======== PROVIDED INFORMATION ========

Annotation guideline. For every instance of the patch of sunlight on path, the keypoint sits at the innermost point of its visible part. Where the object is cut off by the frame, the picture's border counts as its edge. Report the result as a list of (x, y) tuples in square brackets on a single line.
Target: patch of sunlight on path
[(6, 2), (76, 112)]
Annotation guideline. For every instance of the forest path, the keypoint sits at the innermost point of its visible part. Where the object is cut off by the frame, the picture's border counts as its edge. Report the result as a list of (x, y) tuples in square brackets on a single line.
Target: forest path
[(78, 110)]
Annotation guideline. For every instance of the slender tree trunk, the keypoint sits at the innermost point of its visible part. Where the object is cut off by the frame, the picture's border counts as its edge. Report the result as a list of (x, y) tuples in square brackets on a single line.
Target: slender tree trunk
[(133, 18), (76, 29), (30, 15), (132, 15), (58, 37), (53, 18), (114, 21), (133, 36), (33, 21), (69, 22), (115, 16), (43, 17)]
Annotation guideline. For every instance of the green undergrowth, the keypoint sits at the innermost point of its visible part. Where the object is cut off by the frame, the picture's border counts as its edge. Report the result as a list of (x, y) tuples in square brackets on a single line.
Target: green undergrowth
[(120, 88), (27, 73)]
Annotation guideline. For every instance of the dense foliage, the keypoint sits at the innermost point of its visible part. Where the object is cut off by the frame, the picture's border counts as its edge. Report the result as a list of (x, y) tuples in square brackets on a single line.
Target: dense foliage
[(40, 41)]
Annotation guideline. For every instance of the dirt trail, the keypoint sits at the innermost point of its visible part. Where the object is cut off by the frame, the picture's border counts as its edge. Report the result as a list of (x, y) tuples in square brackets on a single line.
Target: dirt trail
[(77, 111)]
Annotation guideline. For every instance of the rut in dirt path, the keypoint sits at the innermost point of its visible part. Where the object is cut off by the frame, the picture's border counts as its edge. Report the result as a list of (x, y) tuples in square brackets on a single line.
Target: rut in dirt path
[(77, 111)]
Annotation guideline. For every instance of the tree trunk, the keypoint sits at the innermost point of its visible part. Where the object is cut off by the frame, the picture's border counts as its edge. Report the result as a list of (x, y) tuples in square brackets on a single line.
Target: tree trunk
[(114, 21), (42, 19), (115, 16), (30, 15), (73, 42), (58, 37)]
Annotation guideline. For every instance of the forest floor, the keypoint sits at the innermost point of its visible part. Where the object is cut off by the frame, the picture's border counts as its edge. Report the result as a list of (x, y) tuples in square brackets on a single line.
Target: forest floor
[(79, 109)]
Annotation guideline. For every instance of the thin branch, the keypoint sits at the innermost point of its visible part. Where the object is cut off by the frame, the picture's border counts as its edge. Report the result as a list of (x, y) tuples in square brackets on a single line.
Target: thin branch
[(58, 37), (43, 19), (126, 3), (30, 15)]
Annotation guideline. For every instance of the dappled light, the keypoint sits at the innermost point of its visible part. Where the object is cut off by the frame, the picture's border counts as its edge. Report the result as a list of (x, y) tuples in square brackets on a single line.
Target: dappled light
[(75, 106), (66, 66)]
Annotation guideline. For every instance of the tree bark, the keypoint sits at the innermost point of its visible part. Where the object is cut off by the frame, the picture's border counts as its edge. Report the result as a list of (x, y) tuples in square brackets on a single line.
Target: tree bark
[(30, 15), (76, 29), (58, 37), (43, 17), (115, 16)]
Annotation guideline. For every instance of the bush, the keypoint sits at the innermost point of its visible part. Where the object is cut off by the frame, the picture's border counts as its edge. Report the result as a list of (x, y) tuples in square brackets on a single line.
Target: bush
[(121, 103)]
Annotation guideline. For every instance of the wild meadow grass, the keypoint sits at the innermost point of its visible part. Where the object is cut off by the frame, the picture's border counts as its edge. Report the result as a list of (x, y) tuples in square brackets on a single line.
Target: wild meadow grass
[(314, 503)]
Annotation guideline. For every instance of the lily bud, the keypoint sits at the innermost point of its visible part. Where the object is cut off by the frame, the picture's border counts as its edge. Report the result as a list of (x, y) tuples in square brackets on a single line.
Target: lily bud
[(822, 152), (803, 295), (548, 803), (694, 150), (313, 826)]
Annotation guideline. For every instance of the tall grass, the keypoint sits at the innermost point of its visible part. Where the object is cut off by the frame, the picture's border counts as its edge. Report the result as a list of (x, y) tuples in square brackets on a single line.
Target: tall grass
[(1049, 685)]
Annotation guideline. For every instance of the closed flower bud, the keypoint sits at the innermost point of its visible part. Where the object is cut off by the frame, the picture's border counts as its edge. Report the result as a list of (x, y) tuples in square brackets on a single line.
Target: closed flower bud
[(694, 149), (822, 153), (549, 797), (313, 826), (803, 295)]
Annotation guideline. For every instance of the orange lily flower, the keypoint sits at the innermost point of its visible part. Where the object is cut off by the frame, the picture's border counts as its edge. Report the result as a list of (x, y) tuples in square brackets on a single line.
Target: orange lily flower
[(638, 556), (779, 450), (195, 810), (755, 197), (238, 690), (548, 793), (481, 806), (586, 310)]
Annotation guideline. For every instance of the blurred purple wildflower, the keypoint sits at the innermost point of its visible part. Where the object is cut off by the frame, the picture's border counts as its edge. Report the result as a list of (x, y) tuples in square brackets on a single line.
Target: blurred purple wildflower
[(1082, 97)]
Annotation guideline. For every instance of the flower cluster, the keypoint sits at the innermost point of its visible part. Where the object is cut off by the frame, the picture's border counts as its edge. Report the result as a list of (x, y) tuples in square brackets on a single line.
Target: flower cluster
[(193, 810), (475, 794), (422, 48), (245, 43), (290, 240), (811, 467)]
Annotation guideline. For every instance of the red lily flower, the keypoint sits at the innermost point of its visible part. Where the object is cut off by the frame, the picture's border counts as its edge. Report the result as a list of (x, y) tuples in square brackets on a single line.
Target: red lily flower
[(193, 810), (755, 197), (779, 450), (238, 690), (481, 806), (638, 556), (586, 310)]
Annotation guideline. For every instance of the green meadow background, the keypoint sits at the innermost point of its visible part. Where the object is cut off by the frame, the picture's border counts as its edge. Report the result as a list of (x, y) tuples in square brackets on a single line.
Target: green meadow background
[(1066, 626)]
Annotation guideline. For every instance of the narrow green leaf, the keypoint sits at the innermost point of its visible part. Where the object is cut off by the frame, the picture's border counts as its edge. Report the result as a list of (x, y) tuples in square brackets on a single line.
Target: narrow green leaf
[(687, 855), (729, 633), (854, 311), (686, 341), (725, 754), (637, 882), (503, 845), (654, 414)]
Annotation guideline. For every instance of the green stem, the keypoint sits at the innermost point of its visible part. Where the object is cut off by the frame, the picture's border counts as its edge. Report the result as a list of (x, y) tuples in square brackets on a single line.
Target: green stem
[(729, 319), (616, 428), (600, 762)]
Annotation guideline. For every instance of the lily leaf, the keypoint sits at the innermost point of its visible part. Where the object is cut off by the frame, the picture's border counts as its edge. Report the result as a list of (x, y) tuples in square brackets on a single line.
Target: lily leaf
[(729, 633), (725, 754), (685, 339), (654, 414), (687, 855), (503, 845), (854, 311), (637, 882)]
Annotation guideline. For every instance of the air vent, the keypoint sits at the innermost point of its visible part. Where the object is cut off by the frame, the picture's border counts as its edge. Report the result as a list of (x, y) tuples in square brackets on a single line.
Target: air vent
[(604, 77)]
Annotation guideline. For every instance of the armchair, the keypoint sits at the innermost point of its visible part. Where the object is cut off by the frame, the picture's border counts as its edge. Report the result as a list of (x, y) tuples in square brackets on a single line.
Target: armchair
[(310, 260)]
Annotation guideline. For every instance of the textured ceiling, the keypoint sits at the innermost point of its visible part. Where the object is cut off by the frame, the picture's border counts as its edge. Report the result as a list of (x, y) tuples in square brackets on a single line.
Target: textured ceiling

========

TASK REQUIREMENTS:
Copy out all of the material above word for word, with every line unchanged and kept in its original order.

OUTPUT OF THE TASK:
Annotation guideline. For every instance of the patch of sunlight on path, the keypoint sits at the innermost point of its visible part. Where the object is cut off by the frame, the picture's border counts as its edge. Report the result as a list of (x, y) tuples in square brackets on a single line.
Target: patch of sunlight on path
[(6, 2), (76, 112)]
Annotation guideline. For every instance of the forest path, the keypoint sits at the innermost point of its visible part. Where the object is cut off by the frame, the picture's border counts as its edge. Report the result as a list of (x, y) tuples in square brackets on a single line.
Target: forest path
[(78, 110)]
Annotation guideline. For every instance of the slender tree trunk, the keypoint sits at the innermost point of its visible part. Where the object is cut off by the frame, the picture's border counts as its edge. Report the result as a list of (x, y) tuples in square brackets on a single line.
Target: slender tree trunk
[(133, 18), (76, 29), (30, 15), (132, 15), (58, 37), (53, 18), (114, 21), (133, 36), (33, 21), (69, 22), (115, 16), (43, 17)]
Annotation guideline. For every instance of the green undergrowth, the keypoint sits at the innermost point of its visible part. Where the object is cut off by the frame, the picture's border counts as its edge. Report the result as a list of (x, y) tuples in square brackets on a single line.
Target: green undergrowth
[(120, 88), (27, 73)]
Annotation guideline. For every instance of the dense foliage, the keypoint sits at the innermost point of its visible part. Where the object is cut off by the frame, the picture's border counts as its edge. Report the result as a list of (x, y) tuples in square brackets on a single line.
Target: dense foliage
[(40, 41)]
Annotation guideline. For every instance of the dirt trail, the keypoint sits at the innermost point of its visible part. Where the object is cut off by the frame, the picture's border counts as its edge. Report the result as a list of (x, y) tuples in square brackets on a single line.
Target: dirt trail
[(77, 111)]
Annotation guideline. For every instance of the rut in dirt path, the keypoint sits at the innermost point of its visible part. Where the object is cut off by the frame, the picture's border counts as its edge. Report the result as a list of (x, y) tuples in square brackets on a single line.
Target: rut in dirt path
[(77, 111)]
Annotation guideline. For every instance of the tree trunk, the keypoint sits at the innermost point of its visible part. Where the object is cut off by the frame, the picture's border counts as its edge. Report the result as a list of (x, y) tuples in square brackets on a single line.
Target: tree trunk
[(114, 21), (42, 19), (115, 16), (30, 15), (73, 42), (58, 37)]
Annotation guideline. For every instance of the forest floor, the keypoint sits at the innermost point of its visible part. Where the object is cut off by the frame, the picture's border counts as its edge. Report the result as a list of (x, y) tuples in square brackets on a single line.
Target: forest floor
[(79, 109)]
Annotation guideline. For every instance of the thin branch, the keypoint sits at the innermost point of its visible part. Where the object is cut off by the frame, the picture's border counts as its edge. Report the result as a list of (x, y) tuples in square brackets on a single line.
Target: thin branch
[(58, 37), (43, 19), (126, 3), (30, 15)]
Annotation guideline. For every instance of the dappled light, the keypoint sits at the innermost point of its visible part. Where the object is cut off by the frame, the picture's border counts as its edge. Report the result as a list of (x, y) tuples in square brackets on a single line.
Target: dappled light
[(75, 106), (66, 66)]
Annotation guideline. For every instance of the tree bark, the keypoint sits at the innermost point of its visible part. Where the object is cut off by the frame, the picture's border counts as its edge. Report the result as a list of (x, y) tuples in square brackets on a single line.
Target: tree bark
[(30, 15), (76, 29), (58, 37), (43, 17), (115, 16)]
Annotation guideline. For every instance of the bush, the keypoint sits at the innermost point of its visible part. Where the object is cut off by the frame, the picture's border counts as its edge. Report the result as a list of (x, y) tuples in square brackets on a single line.
Target: bush
[(121, 103)]
Annotation guideline. For every instance of the wild meadow grass, the keypoint sits at the innermost point of its visible part. Where the object is cut off by the frame, the picture's border counts as its edge. Report the result as a list of (x, y) tuples in square brackets on a single line.
Target: wild meadow grass
[(314, 503)]
Annotation guideline. For every instance of the lily bud, the keypoint sits at the innermost point of its visible part. Where the object is cut off by the frame, the picture's border counts as its edge. Report the result as a list of (x, y) tuples in square brackets on a single line.
Target: lily bud
[(822, 152), (803, 295), (548, 803), (694, 150), (313, 826)]
Annotation guideline. For every instance of the tall grass, the keypoint sits at the innermost point of its visible part. Where the object is cut off by the frame, the picture's border counts as its edge. Report the result as a list of (x, y) tuples in square brackets on a single line.
Target: tall grass
[(1049, 685)]
Annotation guideline. For every instance of the closed flower bud, the keypoint sits at the innermost point of its visible part. Where the object is cut off by the frame, the picture's border counts as its edge. Report the result as a list of (x, y) tuples in square brackets on a single line.
Target: closed flower bud
[(694, 149), (822, 153), (549, 797), (313, 826), (803, 295)]
Annotation guideline. For every instance of the orange lily flower, the keypoint sits at the innermost point of its visible part. Where the object is cut off by the frame, the picture's border counts as its edge. Report the result as a list of (x, y) tuples in square brackets on a single line.
Target: orange lily flower
[(638, 556), (779, 450), (195, 810), (755, 197), (238, 690), (548, 793), (481, 806), (586, 310)]
Annotation guideline. For every instance of the blurred purple wildflower, the keypoint sits at the innermost point of its visible part. Where the object is cut off by the frame, the picture's border counts as its edge. Report the result as a list of (x, y) tuples in square brackets on a single line.
Target: blurred purple wildflower
[(1082, 97)]
Annotation guideline. For every instance of the flower cluster, the keypoint sits at the innermost point of its visible part. Where the object is cut off by the frame, the picture's border counts as its edge. Report the result as a list of (x, y) tuples in square brackets on a single line.
Target: flower cluster
[(193, 810), (475, 794), (422, 48), (245, 43), (290, 240), (811, 467)]
Annotation guideline. For every instance of the red lily flower, the keypoint sits at the innermost point of its visible part. Where the object is cut off by the frame, the picture's border counts as its edge. Report the result as a list of (x, y) tuples in square brackets on a single line.
Target: red lily flower
[(193, 810), (755, 197), (779, 450), (238, 690), (481, 806), (638, 556), (586, 310)]
Annotation guideline. For every instance of the green meadow background, the keypoint sits at the innermost point of its visible part. Where the object is cut off by the frame, the picture's border counts as its edge. Report the result as a list of (x, y) tuples in square brackets on a single line.
Target: green meadow background
[(1066, 626)]
Annotation guideline. For every instance of the narrow green leaf, the keypoint sits at the innermost point of its visible part. Where the object is cut off by the frame, the picture's border counts as its edge. Report the result as a list of (x, y) tuples in square brackets on a single line.
Target: narrow green leaf
[(687, 855), (729, 633), (854, 311), (686, 341), (725, 754), (637, 882), (503, 845), (654, 414)]
Annotation guideline. For every instance of the green stem, the keypoint sits at the innermost point of its visible part. Where the object is cut off by the frame, the picture's border counts as its edge. Report the result as a list of (x, y) tuples in square brackets on a single line.
Target: green stem
[(729, 319), (616, 428), (600, 762)]
Annotation guideline. For every instance of the lily leaf, the keypoint sits at the innermost point of its visible part. Where the object is cut off by the frame, the picture's border counts as its edge. Report the result as a list of (x, y) tuples in square brackets on a single line.
Target: lily leaf
[(729, 633), (725, 754), (685, 339), (654, 414), (687, 855), (503, 845), (854, 311), (637, 882)]
Annotation guideline. For every instance of the air vent, the keypoint sits at the innermost point of its visible part. Where the object is cut off by the frame, the picture's border counts as its edge. Report the result as a list of (x, y) tuples in square brackets on a single line.
Target: air vent
[(604, 77)]
Annotation guideline. For every instance of the armchair, the keypoint sits at the innermost point of its visible part. Where the object is cut off by the frame, the picture's border counts as its edge. Report the result as a list of (x, y) tuples in square brackets on a single line.
Target: armchair
[(310, 260)]
Annotation guideline. For every instance of the textured ceiling, the keypoint sits at the innermost point of its visible part. Where the object is cut off by the frame, the picture's border counts as its edge. Report the result as a list of (x, y) tuples in square brackets on a single line.
Target: textured ceiling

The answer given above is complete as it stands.